<<<<

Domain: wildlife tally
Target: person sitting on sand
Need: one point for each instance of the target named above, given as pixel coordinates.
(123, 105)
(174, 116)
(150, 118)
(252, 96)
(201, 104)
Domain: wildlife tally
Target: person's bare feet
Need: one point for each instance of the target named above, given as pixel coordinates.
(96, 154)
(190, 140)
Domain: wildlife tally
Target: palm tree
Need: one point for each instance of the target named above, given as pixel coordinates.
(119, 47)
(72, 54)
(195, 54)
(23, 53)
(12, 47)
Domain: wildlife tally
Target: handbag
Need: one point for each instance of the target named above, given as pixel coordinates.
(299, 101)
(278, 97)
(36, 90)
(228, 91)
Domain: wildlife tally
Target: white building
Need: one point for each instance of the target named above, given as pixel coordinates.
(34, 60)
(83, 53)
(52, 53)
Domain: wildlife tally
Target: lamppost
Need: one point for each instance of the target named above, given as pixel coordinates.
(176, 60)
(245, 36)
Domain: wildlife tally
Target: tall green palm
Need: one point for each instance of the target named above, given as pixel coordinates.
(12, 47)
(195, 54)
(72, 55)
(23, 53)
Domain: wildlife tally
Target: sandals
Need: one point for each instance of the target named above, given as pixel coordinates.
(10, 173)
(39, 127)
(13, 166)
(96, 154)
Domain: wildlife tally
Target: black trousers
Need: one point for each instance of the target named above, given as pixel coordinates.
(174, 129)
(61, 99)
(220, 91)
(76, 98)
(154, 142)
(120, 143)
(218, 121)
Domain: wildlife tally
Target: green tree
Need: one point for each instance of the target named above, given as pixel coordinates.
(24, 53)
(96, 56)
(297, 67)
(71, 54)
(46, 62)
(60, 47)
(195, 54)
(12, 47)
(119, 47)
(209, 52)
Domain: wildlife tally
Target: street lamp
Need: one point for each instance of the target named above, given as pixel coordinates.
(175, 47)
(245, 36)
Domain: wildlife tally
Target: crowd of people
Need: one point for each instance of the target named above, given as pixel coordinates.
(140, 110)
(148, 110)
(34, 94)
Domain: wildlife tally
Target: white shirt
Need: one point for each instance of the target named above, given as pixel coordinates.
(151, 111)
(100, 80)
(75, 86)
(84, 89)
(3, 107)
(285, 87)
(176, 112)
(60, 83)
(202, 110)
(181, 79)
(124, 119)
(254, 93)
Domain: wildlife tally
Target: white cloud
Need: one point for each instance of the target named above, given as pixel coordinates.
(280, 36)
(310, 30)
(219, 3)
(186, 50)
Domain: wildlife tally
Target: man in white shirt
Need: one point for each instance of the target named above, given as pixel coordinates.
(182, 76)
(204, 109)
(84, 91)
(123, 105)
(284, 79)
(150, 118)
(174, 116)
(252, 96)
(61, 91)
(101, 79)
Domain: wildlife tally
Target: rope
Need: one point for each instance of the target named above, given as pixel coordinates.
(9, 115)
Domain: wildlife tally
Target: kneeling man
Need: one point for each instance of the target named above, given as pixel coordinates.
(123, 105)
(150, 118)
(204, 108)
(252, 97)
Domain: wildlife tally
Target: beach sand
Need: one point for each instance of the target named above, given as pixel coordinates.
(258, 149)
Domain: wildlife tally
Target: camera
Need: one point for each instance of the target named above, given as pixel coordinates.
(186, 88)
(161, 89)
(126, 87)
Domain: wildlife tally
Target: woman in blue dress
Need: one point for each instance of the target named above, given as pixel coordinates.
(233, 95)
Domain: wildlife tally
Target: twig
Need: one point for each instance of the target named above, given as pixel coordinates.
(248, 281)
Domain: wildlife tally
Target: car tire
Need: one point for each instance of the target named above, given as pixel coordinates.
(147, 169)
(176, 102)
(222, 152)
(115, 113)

>>>>
<<<<

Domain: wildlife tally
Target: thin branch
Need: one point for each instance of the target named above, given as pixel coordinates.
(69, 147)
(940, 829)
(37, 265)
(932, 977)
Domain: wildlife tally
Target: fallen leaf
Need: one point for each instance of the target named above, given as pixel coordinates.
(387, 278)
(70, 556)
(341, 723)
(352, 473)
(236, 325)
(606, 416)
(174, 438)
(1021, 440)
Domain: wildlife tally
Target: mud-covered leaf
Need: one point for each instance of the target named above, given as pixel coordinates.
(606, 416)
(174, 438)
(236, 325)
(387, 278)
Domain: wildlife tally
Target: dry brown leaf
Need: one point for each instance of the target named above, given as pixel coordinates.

>>>>
<<<<

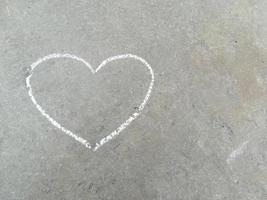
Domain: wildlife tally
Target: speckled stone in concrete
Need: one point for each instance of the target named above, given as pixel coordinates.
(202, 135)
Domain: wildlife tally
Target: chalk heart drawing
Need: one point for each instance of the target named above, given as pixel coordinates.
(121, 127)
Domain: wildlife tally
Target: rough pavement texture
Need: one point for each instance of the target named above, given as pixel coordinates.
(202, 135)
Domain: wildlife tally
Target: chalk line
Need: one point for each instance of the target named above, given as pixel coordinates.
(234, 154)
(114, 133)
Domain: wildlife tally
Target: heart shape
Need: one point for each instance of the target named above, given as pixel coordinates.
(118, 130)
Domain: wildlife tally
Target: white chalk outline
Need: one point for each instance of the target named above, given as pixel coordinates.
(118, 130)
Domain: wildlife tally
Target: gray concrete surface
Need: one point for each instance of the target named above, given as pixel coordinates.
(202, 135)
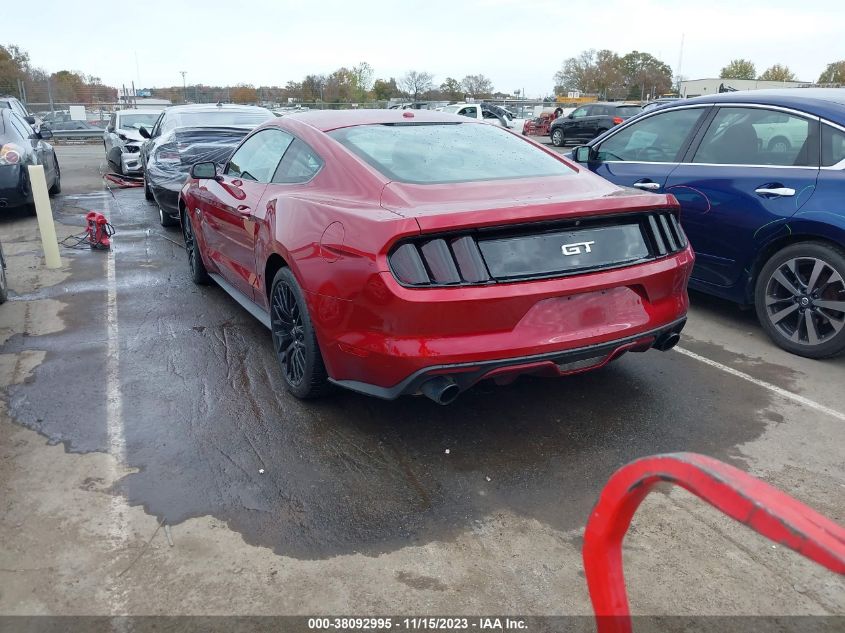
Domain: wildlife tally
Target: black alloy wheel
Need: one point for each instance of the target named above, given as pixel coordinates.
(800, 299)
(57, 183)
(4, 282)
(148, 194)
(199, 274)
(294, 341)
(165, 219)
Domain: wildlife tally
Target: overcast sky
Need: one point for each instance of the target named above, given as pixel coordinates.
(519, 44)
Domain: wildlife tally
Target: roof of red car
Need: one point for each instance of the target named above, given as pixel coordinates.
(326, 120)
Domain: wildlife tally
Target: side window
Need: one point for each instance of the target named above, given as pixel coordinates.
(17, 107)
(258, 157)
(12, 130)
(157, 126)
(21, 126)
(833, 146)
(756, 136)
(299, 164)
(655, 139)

>>>>

What to do. Which lines above contain the word "black"? Copy each one.

Final answer.
Target: black trousers
Target: black alloy wheel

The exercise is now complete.